▶ [Stated exercise]
Which lines in the rows below contain the string "window"? List each of those lines in full, counting only case-exact matches.

▶ [Records for this exercise]
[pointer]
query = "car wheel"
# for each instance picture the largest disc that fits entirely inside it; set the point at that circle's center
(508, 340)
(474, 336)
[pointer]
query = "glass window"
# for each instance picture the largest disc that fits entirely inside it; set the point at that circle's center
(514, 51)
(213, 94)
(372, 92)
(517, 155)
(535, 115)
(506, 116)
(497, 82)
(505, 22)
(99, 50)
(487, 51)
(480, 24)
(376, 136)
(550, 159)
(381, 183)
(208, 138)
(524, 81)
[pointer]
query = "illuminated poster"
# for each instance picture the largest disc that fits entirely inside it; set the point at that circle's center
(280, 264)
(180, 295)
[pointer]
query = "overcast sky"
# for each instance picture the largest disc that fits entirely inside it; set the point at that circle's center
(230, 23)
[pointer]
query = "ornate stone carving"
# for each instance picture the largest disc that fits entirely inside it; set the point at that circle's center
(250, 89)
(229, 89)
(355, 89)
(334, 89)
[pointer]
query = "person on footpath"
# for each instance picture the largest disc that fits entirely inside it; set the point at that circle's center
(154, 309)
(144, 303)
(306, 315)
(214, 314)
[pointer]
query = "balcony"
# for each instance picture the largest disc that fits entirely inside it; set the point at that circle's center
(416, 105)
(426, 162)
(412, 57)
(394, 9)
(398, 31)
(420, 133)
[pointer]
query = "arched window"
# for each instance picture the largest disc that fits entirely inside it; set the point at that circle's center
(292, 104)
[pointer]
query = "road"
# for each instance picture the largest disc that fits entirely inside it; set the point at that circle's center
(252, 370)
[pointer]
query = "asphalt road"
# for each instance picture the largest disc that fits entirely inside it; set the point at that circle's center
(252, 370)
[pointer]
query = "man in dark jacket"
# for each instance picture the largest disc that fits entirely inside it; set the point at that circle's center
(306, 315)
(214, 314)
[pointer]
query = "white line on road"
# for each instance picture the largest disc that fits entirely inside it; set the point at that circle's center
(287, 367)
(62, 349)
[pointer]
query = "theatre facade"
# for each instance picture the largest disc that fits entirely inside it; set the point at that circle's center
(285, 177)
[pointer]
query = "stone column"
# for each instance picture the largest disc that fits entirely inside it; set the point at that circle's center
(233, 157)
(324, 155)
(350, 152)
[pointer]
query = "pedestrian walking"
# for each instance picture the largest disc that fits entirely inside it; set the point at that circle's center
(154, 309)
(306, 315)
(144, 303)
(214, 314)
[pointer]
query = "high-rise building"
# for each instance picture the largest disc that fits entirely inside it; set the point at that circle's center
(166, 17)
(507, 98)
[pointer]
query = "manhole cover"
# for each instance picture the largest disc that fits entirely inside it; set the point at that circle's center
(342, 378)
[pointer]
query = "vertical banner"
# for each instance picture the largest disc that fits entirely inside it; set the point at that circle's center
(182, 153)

▶ [Expected output]
query = "glass window"
query = "arched window"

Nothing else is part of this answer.